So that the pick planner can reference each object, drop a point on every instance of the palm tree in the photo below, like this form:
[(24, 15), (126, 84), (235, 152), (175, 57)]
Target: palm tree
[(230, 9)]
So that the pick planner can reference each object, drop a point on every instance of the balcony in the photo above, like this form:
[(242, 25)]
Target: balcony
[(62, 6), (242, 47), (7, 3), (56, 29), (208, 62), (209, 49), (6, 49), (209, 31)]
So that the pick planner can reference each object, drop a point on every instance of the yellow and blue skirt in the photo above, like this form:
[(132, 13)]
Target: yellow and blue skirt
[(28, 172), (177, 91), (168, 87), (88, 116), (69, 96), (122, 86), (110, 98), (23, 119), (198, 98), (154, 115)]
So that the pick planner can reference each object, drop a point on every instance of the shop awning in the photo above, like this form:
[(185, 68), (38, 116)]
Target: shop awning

- **WRITTEN EXERCISE**:
Exactly reproduce the lines from the one containing "of the balcony" through the end of the records, and only those lines.

- **SOLUTION TO THIS EXERCISE**:
So that the pick planner can reference each object, drop a point on every instance of the balcony in the photo above, like this form:
[(242, 25)]
Target: balcony
[(62, 6), (242, 47), (7, 3), (56, 29), (208, 62), (209, 49), (6, 49), (209, 31)]
So that the pick planner can reference each object, drop a point on every instance of the yellow and blue skirt in the photo above, like this form:
[(132, 13)]
Target: yellow and blue skirt
[(28, 172), (177, 91), (168, 87), (88, 116), (69, 96), (122, 86), (110, 98), (23, 119), (198, 98), (154, 115)]
So that the pick planner can reference each object, drop a point on every instance of the shop awning in the photo above, like this form:
[(185, 68), (38, 116)]
Target: shop awning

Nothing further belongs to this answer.